▸ **PROBLEM STATEMENT**
Please could you give again the lines from the one holding "planter shown in the photo above." through the final line of the data below, exactly, with no other lines?

▸ **MATERIAL SHOWN**
★ ★ ★

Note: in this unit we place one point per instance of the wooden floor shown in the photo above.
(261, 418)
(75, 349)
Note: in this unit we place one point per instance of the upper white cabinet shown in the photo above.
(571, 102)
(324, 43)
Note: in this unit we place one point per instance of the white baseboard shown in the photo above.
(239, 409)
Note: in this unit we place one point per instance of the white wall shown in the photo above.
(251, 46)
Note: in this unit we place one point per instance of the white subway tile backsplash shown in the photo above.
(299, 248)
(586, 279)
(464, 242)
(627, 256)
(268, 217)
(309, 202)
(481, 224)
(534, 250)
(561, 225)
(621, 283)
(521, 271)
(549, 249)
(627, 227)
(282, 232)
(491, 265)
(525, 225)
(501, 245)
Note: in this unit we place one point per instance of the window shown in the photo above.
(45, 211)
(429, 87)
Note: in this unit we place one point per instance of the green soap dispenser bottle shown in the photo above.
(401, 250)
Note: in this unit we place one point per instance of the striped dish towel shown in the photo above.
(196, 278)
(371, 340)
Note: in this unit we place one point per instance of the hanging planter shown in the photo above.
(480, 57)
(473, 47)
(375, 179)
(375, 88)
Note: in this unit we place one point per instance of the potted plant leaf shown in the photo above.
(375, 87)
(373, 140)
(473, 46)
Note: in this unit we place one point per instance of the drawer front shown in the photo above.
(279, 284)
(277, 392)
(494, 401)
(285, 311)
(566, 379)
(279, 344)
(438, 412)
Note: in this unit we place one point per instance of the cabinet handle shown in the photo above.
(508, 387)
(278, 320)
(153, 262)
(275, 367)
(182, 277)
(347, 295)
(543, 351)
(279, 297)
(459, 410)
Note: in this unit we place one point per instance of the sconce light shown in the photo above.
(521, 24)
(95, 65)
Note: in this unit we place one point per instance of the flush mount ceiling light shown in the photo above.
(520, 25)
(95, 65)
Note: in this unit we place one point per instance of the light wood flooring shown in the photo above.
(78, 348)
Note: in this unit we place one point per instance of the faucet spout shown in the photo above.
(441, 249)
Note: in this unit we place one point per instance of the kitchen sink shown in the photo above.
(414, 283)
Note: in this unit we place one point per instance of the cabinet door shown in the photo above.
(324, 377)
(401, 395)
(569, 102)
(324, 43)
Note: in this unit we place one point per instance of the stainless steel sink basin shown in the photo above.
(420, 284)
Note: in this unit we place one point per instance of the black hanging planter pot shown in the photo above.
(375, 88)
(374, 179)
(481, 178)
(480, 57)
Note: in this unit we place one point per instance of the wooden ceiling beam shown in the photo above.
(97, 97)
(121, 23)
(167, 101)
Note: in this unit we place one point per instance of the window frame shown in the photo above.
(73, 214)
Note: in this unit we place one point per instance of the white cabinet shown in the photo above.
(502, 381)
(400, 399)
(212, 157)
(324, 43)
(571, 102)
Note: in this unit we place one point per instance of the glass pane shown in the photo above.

★ ★ ★

▸ **ANSWER SPACE**
Note: in this unit we place one point per instance of the hanging planter shown in the photo above.
(480, 57)
(473, 47)
(375, 179)
(375, 88)
Note: in this unit we place one point per instance of the potted plant leaf shown in the photo above.
(375, 87)
(373, 140)
(473, 46)
Note: in this unit we place one point per instance of the drawer front shown in the photo above.
(279, 284)
(277, 392)
(494, 401)
(285, 311)
(566, 379)
(279, 344)
(438, 412)
Note: in this unit we place one point per instance of the cabinet handle shown in the photo above.
(508, 387)
(278, 320)
(153, 262)
(275, 367)
(182, 277)
(347, 295)
(543, 351)
(279, 297)
(459, 410)
Note: in this unit we place one point per instance of the sconce light shown in the photo above.
(521, 24)
(95, 65)
Note: in this unit we place one point per instance of the flush mount ceiling light shown in the photo above.
(520, 25)
(95, 65)
Note: in this unit we place one point per instance of the light wood flooring shown in the photo above.
(78, 348)
Note: in this unit we place one point per instance of the faucet spout shown in the photo above.
(441, 249)
Note: in this unit we place one point per instance of the kitchen sink shown in the photo above.
(414, 283)
Note: in this unit we place one point per instance of the cabinet door shown in the photo above.
(324, 377)
(401, 395)
(569, 102)
(324, 43)
Note: in this unit we place one point per instance of the stainless steel sink basin shown in the photo above.
(420, 284)
Note: in this unit we place one point per instance of the black hanging planter pot shown in the photo above.
(375, 88)
(374, 179)
(481, 178)
(480, 57)
Note: in this unit we place one point per instance of the wooden ceiling beam shown in the photo above.
(97, 97)
(121, 23)
(167, 101)
Note: in this unit we place one point per instance of the window frame shown in the photo above.
(73, 214)
Note: in this unit we place one point per instance of the white cabinet shown in the photo above.
(502, 381)
(400, 399)
(212, 157)
(324, 43)
(571, 102)
Note: in this unit we place one point per instance of the glass pane shown in the photo above.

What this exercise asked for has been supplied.